>>
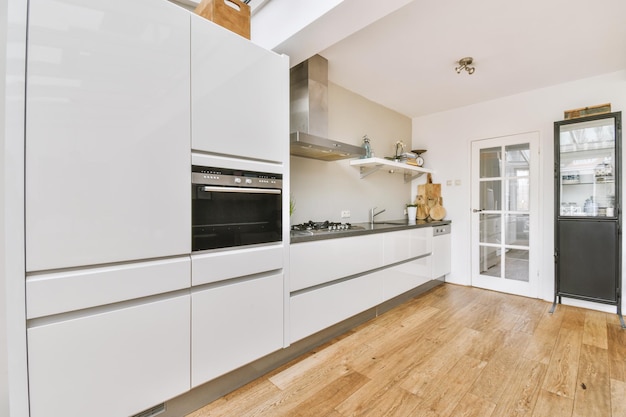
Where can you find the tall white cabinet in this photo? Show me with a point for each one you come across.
(107, 125)
(238, 99)
(108, 206)
(118, 96)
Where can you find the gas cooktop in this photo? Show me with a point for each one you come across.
(326, 226)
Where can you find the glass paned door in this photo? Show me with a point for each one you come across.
(587, 158)
(504, 213)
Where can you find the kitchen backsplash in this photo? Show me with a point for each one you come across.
(322, 190)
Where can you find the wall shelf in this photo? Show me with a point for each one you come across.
(368, 166)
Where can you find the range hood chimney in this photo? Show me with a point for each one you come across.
(309, 114)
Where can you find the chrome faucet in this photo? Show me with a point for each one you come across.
(374, 214)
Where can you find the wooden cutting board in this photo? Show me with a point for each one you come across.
(438, 212)
(422, 208)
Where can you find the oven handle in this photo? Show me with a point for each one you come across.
(243, 190)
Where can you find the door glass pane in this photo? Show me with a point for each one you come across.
(490, 195)
(490, 230)
(490, 261)
(517, 160)
(518, 194)
(587, 177)
(490, 162)
(517, 226)
(516, 264)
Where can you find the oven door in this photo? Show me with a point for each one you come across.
(224, 217)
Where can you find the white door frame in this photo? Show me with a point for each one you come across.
(523, 288)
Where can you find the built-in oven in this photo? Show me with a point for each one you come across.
(233, 208)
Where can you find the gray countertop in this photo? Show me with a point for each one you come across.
(362, 229)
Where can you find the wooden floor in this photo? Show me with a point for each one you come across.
(453, 351)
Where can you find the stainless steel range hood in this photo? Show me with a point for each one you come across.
(309, 114)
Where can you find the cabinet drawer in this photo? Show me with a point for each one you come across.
(234, 324)
(407, 244)
(222, 265)
(404, 277)
(61, 292)
(116, 363)
(312, 311)
(314, 263)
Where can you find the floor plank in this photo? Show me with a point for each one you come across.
(618, 393)
(473, 406)
(592, 397)
(520, 395)
(595, 333)
(452, 352)
(553, 405)
(563, 367)
(617, 351)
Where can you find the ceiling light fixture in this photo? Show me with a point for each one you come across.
(464, 64)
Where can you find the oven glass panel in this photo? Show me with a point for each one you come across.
(223, 219)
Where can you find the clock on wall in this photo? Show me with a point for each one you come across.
(419, 160)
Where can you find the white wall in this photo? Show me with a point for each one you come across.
(323, 189)
(13, 377)
(448, 136)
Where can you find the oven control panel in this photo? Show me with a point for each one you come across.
(234, 178)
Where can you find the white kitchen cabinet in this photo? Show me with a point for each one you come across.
(240, 95)
(401, 278)
(334, 279)
(407, 244)
(78, 289)
(234, 323)
(108, 132)
(319, 262)
(111, 363)
(221, 265)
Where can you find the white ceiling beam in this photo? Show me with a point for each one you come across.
(301, 29)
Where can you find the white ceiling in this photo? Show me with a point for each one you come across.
(405, 60)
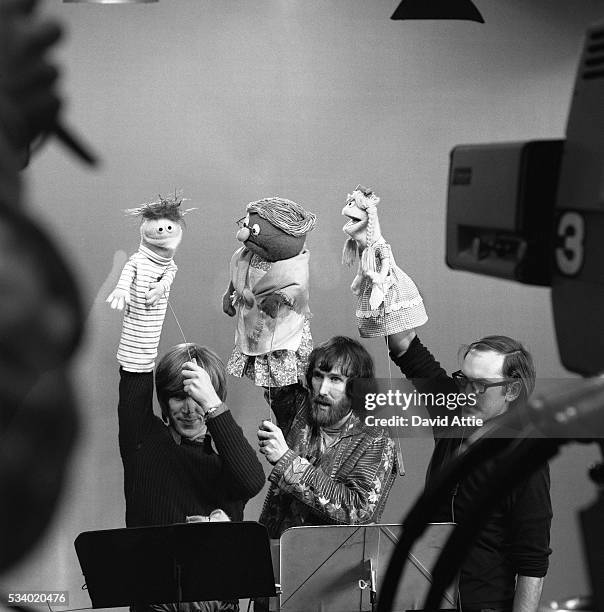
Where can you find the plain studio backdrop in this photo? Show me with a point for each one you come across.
(232, 101)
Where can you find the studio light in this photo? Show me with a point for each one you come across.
(437, 9)
(110, 1)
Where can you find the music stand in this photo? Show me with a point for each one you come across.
(340, 568)
(176, 563)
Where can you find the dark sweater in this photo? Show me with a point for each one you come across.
(515, 538)
(165, 481)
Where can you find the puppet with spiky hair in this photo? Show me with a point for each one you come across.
(388, 300)
(144, 285)
(268, 292)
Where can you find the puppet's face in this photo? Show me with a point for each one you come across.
(268, 241)
(162, 236)
(356, 227)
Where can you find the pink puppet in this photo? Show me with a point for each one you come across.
(388, 300)
(144, 285)
(268, 293)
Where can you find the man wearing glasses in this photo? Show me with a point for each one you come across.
(505, 568)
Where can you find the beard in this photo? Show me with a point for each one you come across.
(325, 413)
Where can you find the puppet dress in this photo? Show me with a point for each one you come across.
(276, 368)
(394, 306)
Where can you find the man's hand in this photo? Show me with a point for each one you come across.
(118, 298)
(271, 442)
(30, 101)
(216, 516)
(198, 385)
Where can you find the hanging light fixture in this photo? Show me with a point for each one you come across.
(437, 9)
(111, 1)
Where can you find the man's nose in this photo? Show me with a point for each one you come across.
(189, 406)
(324, 387)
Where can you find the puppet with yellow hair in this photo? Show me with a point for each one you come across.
(268, 293)
(388, 300)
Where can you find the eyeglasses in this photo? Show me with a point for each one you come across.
(478, 386)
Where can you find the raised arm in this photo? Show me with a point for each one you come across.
(242, 474)
(135, 409)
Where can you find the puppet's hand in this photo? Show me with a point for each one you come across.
(118, 298)
(248, 298)
(271, 304)
(156, 290)
(356, 285)
(227, 303)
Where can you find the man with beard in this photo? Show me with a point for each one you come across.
(328, 466)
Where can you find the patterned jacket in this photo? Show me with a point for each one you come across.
(347, 484)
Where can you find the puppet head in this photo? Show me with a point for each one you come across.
(363, 226)
(162, 222)
(275, 228)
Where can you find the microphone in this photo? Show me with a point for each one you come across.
(74, 144)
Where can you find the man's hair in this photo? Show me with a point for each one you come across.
(169, 378)
(517, 362)
(349, 355)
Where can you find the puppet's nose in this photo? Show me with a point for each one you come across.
(243, 234)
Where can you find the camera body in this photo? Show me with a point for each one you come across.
(533, 212)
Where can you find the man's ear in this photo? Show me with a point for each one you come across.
(513, 390)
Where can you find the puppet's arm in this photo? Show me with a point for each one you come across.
(120, 296)
(162, 286)
(356, 283)
(227, 301)
(378, 278)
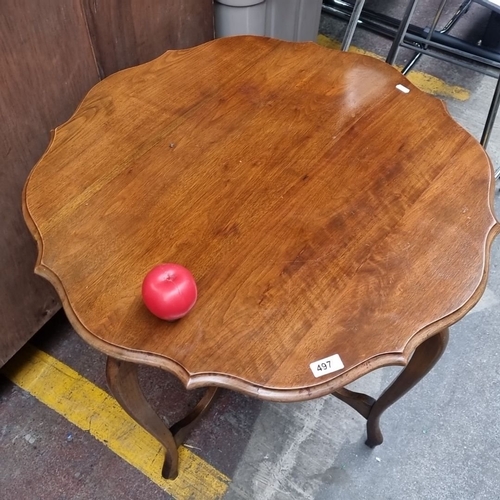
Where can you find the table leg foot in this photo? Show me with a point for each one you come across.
(424, 358)
(426, 355)
(124, 385)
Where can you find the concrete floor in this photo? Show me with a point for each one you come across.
(441, 440)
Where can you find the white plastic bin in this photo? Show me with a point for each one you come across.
(295, 20)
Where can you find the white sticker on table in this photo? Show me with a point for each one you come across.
(326, 365)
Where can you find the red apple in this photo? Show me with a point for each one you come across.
(169, 291)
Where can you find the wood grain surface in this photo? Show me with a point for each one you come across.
(321, 210)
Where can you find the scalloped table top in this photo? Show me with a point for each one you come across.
(322, 210)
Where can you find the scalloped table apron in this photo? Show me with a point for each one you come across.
(335, 217)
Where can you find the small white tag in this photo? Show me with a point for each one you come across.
(326, 365)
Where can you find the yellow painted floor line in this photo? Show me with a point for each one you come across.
(92, 409)
(424, 81)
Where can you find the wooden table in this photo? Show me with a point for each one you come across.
(335, 217)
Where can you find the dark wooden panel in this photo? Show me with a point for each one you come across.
(130, 32)
(46, 67)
<<
**Exercise objective:**
Output all of the records above as a two-column CSV with the headers "text" and "points", one row for each line of text, followed by every point listed beneath that line. Put each field in double quotes, replace line breaks with spaces, and leave the pictures out.

**Worked answer:**
text,points
"Where can you find the tall white cabinet in this photo? Show me with a point for each one you come across.","(107, 125) (238, 99) (108, 206) (118, 96)"
"Where can you find the gas cooktop in this photo? Show me with a point for each one you come across.","(326, 226)"
"Where can you find the glass paned door in this photo? Show me with a point for each one you come across.","(587, 158) (504, 213)"
"Where can you find the kitchen backsplash in this photo? Show me with a point for each one you come across.","(322, 190)"
"Where can you find the wall shelf in this photo? Show me with a point for each one you come across.","(368, 166)"
"Where can you find the range hood chimney in this photo? Show me with a point for each one you come across.","(309, 114)"
"Where can you find the chrome faucet in this photo? Show me with a point for each one you come across.","(374, 214)"
"Where can you find the wooden cutting board in this photo? Show me with a point for each one you come across.","(438, 212) (422, 208)"
"Where can you find the oven handle in this photo? Show me with a point for each one you come across.","(243, 190)"
"Where can you find the door glass pane in this photo? Show me with a point for each one you come across.","(490, 195) (490, 230) (490, 261) (517, 160) (518, 194) (587, 177) (490, 162) (517, 226) (516, 264)"
"Where can you find the oven door in this photo? Show me with a point for each one you come across.","(224, 217)"
"Where can you find the white door frame in this photo? Show me with a point for each one you come across.","(523, 288)"
"Where can you find the built-in oven in this photo? Show me with a point for each one you come across.","(233, 208)"
"Where can you find the gray countertop in this photo? Show me with a point for each one you come across.","(362, 229)"
"Where can you find the wooden floor in this photo? Show me with a point for each one you come across.","(453, 351)"
"Where can you find the stainless steel range hood in this photo? Show me with a point for each one you come across.","(309, 114)"
"Where can you find the cabinet drawer in this photo? Show me with a point for each one you come across.","(234, 324) (407, 244) (222, 265) (404, 277) (61, 292) (116, 363) (312, 311) (314, 263)"
"Where can you find the floor plank in this photo? Show me with a point for each one you come across.","(618, 393) (473, 406) (592, 397) (520, 395) (595, 333) (452, 352) (553, 405) (563, 367) (617, 351)"
"Where can you find the ceiling light fixture in this photo? Show me with a point for each one you come across.","(464, 64)"
"Where can you find the oven glass panel in this photo? Show me with a point for each one you come across.","(223, 219)"
"Where can you find the clock on wall in this photo? Show me with a point for each one you come across.","(419, 160)"
"Where can you find the white wall in this photo? Show me with a point for each one you come across.","(323, 189) (13, 377) (448, 136)"
"Where can you find the oven control panel in this photo? Show me with a point for each one you come across.","(234, 178)"
"Where can you find the white kitchen cabinet in this photo? Show me with a point for each one you come across.","(240, 95) (401, 278) (334, 279) (407, 244) (78, 289) (234, 323) (108, 132) (319, 262) (111, 363) (221, 265)"
"Where can you find the white ceiling beam in this photo? Show me with a point for each one you come across.","(301, 29)"
"Where can you find the white ceiling in this photo? Show me with a point for each one you come across.","(405, 60)"
"Where can you find the plain studio backdrop in this photo? Show me with a point for each one you come across.","(232, 101)"
"Where can you find the studio light in this photo? Show me with a point for each one you come across.","(437, 9) (110, 1)"
"Where can you find the music stand in this photo? Show me with a point for each one you come across.","(340, 568) (176, 563)"
"Where can you find the dark sweater in this photo? Show me with a point for each one you come across.","(515, 538) (165, 481)"
"Where can you find the puppet with spiky hair in this photo? Show me with a point for each one you come across.","(388, 300) (144, 285) (268, 292)"
"Where can you find the puppet's face in this photo? Show me with a point for each one you come across.","(268, 241) (162, 236) (356, 227)"
"Where can you find the pink puppet in this photo? Show me with a point for each one you come across.","(388, 300) (144, 285) (268, 293)"
"Where can you find the man wearing glasses in this photo? Show me with a point for each one you come across.","(505, 568)"
"Where can you find the beard in this photo? Show me with a point for each one you come across.","(325, 413)"
"Where can you find the puppet dress in this photo? Show me with a point for each one you come across.","(276, 368) (394, 306)"
"Where can you find the man's hand in this photo? Show me with a point for each one you come across.","(118, 298) (271, 442) (30, 101) (216, 516) (198, 385)"
"Where can you find the hanging light fixture in this photo? Show me with a point for each one you come across.","(437, 9) (111, 1)"
"Where can you find the man's nose in this photo? Show me with a point for each one you come across.","(189, 406) (324, 387)"
"Where can you find the puppet with yellow hair in this photo? Show me with a point for each one you come across.","(268, 293) (388, 300)"
"Where can you find the eyeglasses in this photo? Show me with a point for each one you come across.","(478, 386)"
"Where can you find the raised arm in this photo? Show me with a point for each one you come across.","(242, 474) (135, 409)"
"Where can you find the puppet's hand in this photo? Show me with a point for each one you come across.","(118, 298) (248, 298) (271, 304) (156, 290) (356, 285) (227, 303)"
"Where can you find the man with beard in this photo? Show me with a point for each one you come across.","(328, 466)"
"Where can you find the patterned jacket in this photo? Show me with a point for each one you come across.","(347, 484)"
"Where can you find the puppet head in this photo? Show me with a point for each one you come across.","(363, 226) (162, 222) (275, 228)"
"Where can you find the microphone in this photo? Show me with a point for each one you come across.","(74, 144)"
"Where can you find the man's hair in this photo? Show me with a point for each one you come across.","(169, 378) (517, 362) (349, 355)"
"Where can you find the puppet's nose in this photo? Show me with a point for each one you come across.","(243, 234)"
"Where can you find the camera body in this photo? Show me with a point for each one you come across.","(533, 212)"
"Where can you find the man's ear in this photo? Show me with a point for each one you come across.","(513, 390)"
"Where can you find the puppet's arm in this photo? Show me with a point for each one you come across.","(120, 296) (162, 286) (356, 283) (227, 301) (378, 278)"
"Where can you find the table leg foot in this photo? Show me with a point for each one you come across.","(424, 358) (426, 355) (124, 385)"
"Where can you find the concrete floor in this photo? Show me with a point for each one you come across.","(441, 440)"
"Where can you find the white plastic bin in this photo? Show me with a point for each one you come across.","(295, 20)"
"Where can you find the white sticker on table in this photo? Show me with a point for each one you come across.","(326, 365)"
"Where can you find the red apple in this photo? Show me with a point for each one you come across.","(169, 291)"
"Where can you find the wood grain surface in this photo? Show me with a point for each one you come across.","(321, 210)"
"Where can you find the scalloped table top in this photo? Show me with a point for each one you come across.","(322, 210)"
"Where can you find the scalloped table apron in this photo? Show me with a point for each one you come across.","(335, 217)"
"Where can you find the small white tag in this photo? Show me with a point for each one you come across.","(326, 365)"
"Where can you find the yellow painted floor line in this photo? Show me with a point for each one you come across.","(92, 409) (424, 81)"
"Where can you find the wooden table in this photo? Show me with a point for each one you come across.","(335, 217)"
"Where can you find the dark wooden panel in this photo? Show me with a point for each one you come across.","(130, 32) (46, 67)"